Meanwhile, a number of studies extended the originally formulated conditions. One finding is that people’s memory sensitivity to distinguish between recognized and non-recognized objects should be high (Pleskac, 2007; see Section 3.1), another that decision makers should actually behave as the RH assumes (see Hilbig et al., 2009). Pachur (2010) tested the above mentioned validity dependencies (i.e., the correlations between n and both validities α and β) in computer simulations and found that they could have a strong limiting effect on the LIME. Katsikopoulos (2010) showed that the relation α > β is not a necessary precondition (see also Beaman, Smith, Frosch, & McCloy, 2010; Davis-Stober, Dana, & Budescu, 2010; and Smithson, 2010; for still other variants of the LIME). Thus, there appear to be several situations in which a LIME may occur. Theoretically, the LIME could be of quite a large size. Assuming strict adherence to the RH and extreme values, namely a recognition validity of 1.0 and a knowledge validity of .50, the effect reaches its maximum with a difference of 26.3% (Pohl, 2006), that is, a person recognizing all objects will show a percentage of correct inferences that is 26.3% below the performance of someone who recognizes less, but just the right number of objects so that the high recognition validity can be most effective (in this case, the optimal number would be to recognize 50% of the objects).

Another question is whether the LIME has been shown empirically so far. Most of the manifestations are based on simulations only. Goldstein and Gigerenzer (2002) thus admitted that “the curious phenomenon of a less-is-more effect is harder to demonstrate with real people than by mathematical proof or computer simulation.” (p. 83) In one of their studies, they interpreted a performance difference of 0.3% as showing a slight LIME (without reporting a statistical test). In a second study, they used experimentally induced recognition and found a significant LIME of 3.5%. However, that induction procedure was later criticized by themselves as well as by Pachur et al. (2008) as not conforming to the proper RH conditions (see also Marewski, Gaissmaier, Schooler et al., 2010; and Section 3.3). Pohl (2006) computed theoretically possible LIMEs in eight data sets and found that the LIME was not predicted in four sets (because α β) and rather small in the remaining sets (ranging from 2.2 to 8.0%). Computing the real LIME was unfortunately not possible, because the range of recognized objects was too small (but see Pachur, 2010, who computed predicted accuracy curves for those data). In Exp. 3, Pohl (2006) compared different domains (namely Belgian, Italian and German cities). Participants had mean recognition rates of 6.6, 9.5, and 11.0 (out of 11 cities each) for these three domains, yet performance increased significantly with the number of recognized cities, that is, it showed a “more-is-more” effect (see also Pachur & Biele, 2007).

■ Provided records

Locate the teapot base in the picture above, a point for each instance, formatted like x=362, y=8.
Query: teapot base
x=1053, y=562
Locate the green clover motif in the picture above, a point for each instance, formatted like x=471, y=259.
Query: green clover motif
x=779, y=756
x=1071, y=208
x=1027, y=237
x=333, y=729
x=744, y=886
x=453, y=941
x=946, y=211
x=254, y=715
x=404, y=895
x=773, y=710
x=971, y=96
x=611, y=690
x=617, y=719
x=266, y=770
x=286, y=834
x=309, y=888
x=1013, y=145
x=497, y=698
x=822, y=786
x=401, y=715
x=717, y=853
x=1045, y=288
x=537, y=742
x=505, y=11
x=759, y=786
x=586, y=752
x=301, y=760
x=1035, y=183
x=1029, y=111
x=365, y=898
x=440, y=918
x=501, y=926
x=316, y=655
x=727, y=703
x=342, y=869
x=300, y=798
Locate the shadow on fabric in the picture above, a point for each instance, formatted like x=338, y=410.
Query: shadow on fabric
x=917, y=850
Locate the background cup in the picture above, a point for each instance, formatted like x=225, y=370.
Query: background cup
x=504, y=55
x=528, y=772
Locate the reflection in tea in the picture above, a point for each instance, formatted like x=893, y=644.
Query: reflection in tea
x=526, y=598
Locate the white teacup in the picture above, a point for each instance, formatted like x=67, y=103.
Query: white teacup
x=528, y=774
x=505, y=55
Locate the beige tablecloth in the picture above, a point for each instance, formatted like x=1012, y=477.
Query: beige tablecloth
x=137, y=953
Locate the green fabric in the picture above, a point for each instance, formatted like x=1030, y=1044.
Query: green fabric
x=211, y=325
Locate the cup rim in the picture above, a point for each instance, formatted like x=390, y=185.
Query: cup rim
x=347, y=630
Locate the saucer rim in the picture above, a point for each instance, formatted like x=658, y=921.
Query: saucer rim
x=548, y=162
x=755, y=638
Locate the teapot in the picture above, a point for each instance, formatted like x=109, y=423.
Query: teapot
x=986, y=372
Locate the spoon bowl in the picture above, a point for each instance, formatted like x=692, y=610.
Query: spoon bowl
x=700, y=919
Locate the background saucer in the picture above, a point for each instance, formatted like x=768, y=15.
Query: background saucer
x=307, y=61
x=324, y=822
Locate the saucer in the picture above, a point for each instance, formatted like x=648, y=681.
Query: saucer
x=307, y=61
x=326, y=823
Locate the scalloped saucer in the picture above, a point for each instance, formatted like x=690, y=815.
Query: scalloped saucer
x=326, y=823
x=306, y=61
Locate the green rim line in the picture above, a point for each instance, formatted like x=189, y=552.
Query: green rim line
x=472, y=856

==

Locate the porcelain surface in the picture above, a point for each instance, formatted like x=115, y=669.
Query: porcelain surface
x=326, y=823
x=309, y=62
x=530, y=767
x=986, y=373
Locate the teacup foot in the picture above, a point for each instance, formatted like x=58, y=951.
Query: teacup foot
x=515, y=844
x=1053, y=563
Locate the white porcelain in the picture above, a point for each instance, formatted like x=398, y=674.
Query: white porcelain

...

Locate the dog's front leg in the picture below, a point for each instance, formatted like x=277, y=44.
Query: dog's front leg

■ Written task
In the passage on the less-is-more effect, what is the largest size the effect can reach under strict adherence to the recognition heuristic with a recognition validity of 1.0 and a knowledge validity of .50?

■ Result
A difference of 26.3%.